THE TASK:
From the entries, filter out every line that lacks "camouflage" and copy the rest.

INPUT:
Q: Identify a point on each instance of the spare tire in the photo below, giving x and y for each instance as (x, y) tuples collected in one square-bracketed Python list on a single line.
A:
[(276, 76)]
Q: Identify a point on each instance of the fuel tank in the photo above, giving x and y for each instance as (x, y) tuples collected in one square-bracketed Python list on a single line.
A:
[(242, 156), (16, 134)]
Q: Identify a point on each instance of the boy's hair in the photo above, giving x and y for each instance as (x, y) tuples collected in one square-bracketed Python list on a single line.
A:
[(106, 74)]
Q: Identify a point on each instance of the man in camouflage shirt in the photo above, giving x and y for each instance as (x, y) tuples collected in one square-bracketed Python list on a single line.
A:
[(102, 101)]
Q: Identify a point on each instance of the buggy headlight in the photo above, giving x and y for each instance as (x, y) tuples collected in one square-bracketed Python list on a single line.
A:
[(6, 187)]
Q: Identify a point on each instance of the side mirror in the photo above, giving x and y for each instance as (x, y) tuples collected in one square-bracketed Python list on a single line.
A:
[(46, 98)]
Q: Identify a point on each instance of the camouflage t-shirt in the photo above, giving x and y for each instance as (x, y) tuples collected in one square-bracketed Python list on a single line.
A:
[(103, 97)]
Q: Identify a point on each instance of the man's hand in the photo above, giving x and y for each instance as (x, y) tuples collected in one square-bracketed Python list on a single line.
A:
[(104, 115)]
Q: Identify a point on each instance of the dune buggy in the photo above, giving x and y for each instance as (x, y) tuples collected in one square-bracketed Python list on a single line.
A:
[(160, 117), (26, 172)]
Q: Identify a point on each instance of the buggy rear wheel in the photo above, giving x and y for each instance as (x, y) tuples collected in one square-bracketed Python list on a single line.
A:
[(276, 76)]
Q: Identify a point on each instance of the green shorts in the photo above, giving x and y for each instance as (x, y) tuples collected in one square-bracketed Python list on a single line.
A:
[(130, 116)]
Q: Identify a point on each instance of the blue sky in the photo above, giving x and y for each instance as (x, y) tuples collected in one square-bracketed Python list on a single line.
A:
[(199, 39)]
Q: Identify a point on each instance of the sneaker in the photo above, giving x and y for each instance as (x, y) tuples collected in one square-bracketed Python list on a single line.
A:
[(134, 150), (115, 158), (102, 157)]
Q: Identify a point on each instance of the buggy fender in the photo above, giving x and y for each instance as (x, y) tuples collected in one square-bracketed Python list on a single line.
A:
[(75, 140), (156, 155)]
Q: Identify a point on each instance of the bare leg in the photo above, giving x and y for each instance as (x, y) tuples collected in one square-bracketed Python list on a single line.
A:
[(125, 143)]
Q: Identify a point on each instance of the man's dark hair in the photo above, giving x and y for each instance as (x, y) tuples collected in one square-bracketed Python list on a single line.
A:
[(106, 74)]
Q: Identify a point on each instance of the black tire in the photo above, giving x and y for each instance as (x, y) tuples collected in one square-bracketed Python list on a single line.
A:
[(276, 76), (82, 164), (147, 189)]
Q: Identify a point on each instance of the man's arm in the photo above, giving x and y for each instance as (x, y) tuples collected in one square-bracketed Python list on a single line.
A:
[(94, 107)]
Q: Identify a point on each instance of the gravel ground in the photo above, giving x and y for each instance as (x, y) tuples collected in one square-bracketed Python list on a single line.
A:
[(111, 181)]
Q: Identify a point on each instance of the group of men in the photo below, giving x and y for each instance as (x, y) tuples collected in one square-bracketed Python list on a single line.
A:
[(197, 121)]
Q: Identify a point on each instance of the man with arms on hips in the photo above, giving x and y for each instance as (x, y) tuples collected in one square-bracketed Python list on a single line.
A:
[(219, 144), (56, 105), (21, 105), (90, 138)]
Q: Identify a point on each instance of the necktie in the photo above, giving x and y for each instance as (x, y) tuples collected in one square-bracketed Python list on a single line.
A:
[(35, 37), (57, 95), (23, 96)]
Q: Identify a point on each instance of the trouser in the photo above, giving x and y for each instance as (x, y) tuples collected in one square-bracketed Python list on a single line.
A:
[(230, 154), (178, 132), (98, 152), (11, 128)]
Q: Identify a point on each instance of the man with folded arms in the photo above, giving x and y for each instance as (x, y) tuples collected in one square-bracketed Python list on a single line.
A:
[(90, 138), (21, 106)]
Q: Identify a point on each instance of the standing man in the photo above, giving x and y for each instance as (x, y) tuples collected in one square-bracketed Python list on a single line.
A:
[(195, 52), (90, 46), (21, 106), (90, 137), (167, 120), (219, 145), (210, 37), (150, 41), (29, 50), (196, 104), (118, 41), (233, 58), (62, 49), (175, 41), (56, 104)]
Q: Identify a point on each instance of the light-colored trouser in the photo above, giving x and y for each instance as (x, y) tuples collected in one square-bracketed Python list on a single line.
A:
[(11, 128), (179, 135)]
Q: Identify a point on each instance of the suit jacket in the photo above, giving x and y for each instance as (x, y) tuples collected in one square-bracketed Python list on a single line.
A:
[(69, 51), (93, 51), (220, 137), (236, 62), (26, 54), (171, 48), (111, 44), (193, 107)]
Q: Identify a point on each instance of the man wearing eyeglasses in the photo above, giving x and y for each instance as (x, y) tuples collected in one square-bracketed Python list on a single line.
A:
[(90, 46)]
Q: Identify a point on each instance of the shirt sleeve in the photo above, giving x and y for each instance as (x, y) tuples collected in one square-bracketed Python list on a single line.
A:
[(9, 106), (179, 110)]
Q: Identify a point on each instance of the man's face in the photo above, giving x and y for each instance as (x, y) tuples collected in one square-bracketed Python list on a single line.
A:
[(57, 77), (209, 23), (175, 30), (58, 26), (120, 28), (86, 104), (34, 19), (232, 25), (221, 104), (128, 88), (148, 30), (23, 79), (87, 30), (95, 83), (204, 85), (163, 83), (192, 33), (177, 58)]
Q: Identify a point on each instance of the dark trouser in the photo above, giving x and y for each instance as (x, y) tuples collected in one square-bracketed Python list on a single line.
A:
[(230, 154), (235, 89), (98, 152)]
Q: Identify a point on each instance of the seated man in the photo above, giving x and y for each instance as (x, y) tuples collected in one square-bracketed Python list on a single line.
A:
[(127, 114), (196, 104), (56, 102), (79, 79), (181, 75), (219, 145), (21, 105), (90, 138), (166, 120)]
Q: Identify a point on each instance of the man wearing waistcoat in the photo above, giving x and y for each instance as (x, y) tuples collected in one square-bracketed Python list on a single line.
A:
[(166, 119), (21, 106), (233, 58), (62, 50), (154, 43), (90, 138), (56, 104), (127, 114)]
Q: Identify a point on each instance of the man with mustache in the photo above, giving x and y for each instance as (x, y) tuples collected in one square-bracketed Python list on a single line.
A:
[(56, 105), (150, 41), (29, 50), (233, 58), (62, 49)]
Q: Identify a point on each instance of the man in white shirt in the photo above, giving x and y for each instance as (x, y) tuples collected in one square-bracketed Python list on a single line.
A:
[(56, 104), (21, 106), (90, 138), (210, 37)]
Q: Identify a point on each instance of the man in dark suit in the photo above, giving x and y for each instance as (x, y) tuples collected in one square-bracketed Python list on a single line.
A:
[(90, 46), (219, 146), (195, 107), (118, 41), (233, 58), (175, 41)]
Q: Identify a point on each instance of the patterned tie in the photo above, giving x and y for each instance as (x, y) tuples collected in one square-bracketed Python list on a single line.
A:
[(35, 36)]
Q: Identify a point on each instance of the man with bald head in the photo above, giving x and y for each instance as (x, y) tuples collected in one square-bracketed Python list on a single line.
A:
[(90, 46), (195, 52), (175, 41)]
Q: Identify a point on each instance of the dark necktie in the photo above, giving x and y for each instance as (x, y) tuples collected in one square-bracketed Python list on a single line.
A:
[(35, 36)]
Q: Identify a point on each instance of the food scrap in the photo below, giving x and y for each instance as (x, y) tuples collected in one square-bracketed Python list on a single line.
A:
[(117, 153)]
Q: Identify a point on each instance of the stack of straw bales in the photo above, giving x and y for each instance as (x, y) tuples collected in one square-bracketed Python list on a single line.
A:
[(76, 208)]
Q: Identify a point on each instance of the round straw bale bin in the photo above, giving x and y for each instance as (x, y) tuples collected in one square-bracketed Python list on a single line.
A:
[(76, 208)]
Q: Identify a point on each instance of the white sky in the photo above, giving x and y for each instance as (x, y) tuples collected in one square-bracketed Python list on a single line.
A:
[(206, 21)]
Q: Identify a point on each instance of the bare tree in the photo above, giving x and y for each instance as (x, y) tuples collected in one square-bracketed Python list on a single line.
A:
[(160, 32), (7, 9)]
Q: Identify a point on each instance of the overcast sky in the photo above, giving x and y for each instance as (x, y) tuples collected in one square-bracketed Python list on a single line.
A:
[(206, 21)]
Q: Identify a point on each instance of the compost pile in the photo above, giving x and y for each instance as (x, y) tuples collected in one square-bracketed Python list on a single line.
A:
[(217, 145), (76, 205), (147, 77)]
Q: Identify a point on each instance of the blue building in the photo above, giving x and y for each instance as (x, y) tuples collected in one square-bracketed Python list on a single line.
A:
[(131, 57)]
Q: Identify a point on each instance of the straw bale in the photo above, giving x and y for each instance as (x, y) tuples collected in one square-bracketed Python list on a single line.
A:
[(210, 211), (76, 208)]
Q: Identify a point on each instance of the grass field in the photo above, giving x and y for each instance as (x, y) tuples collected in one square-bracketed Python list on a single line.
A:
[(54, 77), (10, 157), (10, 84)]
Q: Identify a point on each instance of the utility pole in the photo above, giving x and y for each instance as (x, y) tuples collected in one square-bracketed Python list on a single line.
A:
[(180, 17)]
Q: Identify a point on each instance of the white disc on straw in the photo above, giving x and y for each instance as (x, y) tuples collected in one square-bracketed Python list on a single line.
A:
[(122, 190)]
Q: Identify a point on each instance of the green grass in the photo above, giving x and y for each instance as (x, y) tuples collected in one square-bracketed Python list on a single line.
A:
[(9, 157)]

OUTPUT OF THE EXERCISE:
Q: Identify a point on each instance of the man in camouflage shirt in the photo above, giving x and y for each instance as (x, y) tuples collected in one square-bracketed Python list on a single line.
Q: Identify a point on each instance of the camouflage t-shirt in the photo above, giving x and y for each instance as (x, y) tuples collected in one square-bracketed Python list on a single line.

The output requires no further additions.